• **Check your understanding**:
**A)** Answer these questions about the cancer researchers text:
(i) At what institution is Rakesh Srivastava an associate professor?
(ii) How much is his U.S. Department of Defense grant, and for how many years?
(iii) What is Sharmila Shankar's position?
**B)** Using the cancer researchers text, explain why Dr. Srivastava's compound does not harm normal cells.
**C)** Carry on the text about the cancer researchers from its last sentence.

• **Text passage**:
30th Anniversary Celebration: XXX-Out Cancer

Meet the Researchers

Rakesh Srivastava, Ph.D., associate professor of biochemistry at UT Health Northeast, is working on new drugs to treat breast and prostate cancer. He’s investigating small organic molecules that bind to "death receptors" on cell surfaces. The molecules activate the process that tells the cells to die.

"The compound I am working on is a small organic molecule that lasts days," Dr. Srivastava says. If proved safe and effective, someday his research may lead to a pill that treats breast, colon, lung, and prostate cancer, as well as leukemia.

The compound has proved effective against human prostate cancer and leukemia in cell cultures and in a mouse model, Dr. Srivastava adds.

"It does not affect normal cells. They don’t have death receptors," Dr. Srivastava says. In certain cases, the tumors disappeared. "Our goal is to kill cancer cells selectively. This approach should have fewer side effects than chemotherapy."

Dr. Srivastava currently has a $500,000, three-year grant from the U.S. Department of Defense to evaluate novel drugs for prostate cancer. In addition, he has a $536,000, four-year National Institutes of Health grant that ends in 2009 and also is funded by a $250,000 grant from the Susan G. Komen Foundation that ends next year. Dr. Srivastava received his first Susan G. Komen grant nine years ago.

Sharmila Shankar, Ph.D., an instructor in biochemistry, is conducting basic research that could lead to new ways to prevent and treat cancer.

Point localization data
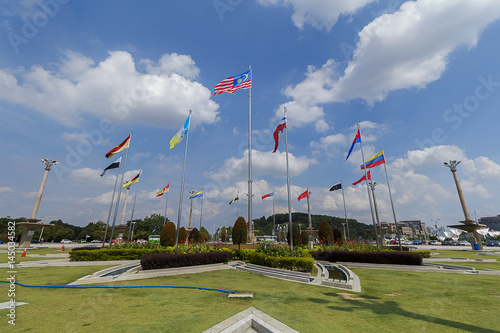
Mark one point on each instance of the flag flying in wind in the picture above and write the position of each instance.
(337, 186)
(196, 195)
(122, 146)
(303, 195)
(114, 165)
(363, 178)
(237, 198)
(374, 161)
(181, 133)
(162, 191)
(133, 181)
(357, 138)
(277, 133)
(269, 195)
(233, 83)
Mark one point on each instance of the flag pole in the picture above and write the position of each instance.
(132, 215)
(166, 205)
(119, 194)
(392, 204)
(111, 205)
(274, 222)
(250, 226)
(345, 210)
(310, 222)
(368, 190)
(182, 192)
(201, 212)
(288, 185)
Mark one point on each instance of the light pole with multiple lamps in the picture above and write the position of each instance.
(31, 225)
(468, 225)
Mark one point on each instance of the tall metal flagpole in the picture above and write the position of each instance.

• **Task-by-task outputs**:
**A)**
(i) UT Health Northeast
(ii) $500,000, for three years
(iii) Instructor in biochemistry

**B)** The compound binds to "death receptors" on cell surfaces and triggers the process that tells those cells to die. Normal cells don't have death receptors, so only cancer cells are killed. This is why the approach should have fewer side effects than chemotherapy.

**C)**
Dr. Shankar is investigating HDAC inhibitors, specialized drugs involved in regulating the cell and the how the number of cells increases. HDAC inhibitors interfere with a particular protein and stop the spread of cells by inducing apoptosis – a type of cell death – in cancer cells, she says.

In July, Dr. Shankar received a National Institutes of Health grant to study the prevention of prostate cancer by curcumin, which is found in turmeric, a spice used in curry dishes. She’s interested in "chemo-prevention" of cancer, using natural chemicals in green tea, red wine, and broccoli.

These are non-toxic, but they act slowly. They may take 10 to 20 years to show any results. "You have to develop chemo-prevention as a dietary habit. It could serve as a primary prevention strategy for high-risk patients, those with a family history of cancer. Chemotherapy works fast, but it can be toxic," she says.

She and her husband, Dr. Srivastava, would like to combine these cancer preventing-agents with anti-cancer drugs. Dr. Shankar also recently received a $300,000, three-year grant from the Susan G. Komen Foundation to study breast cancer.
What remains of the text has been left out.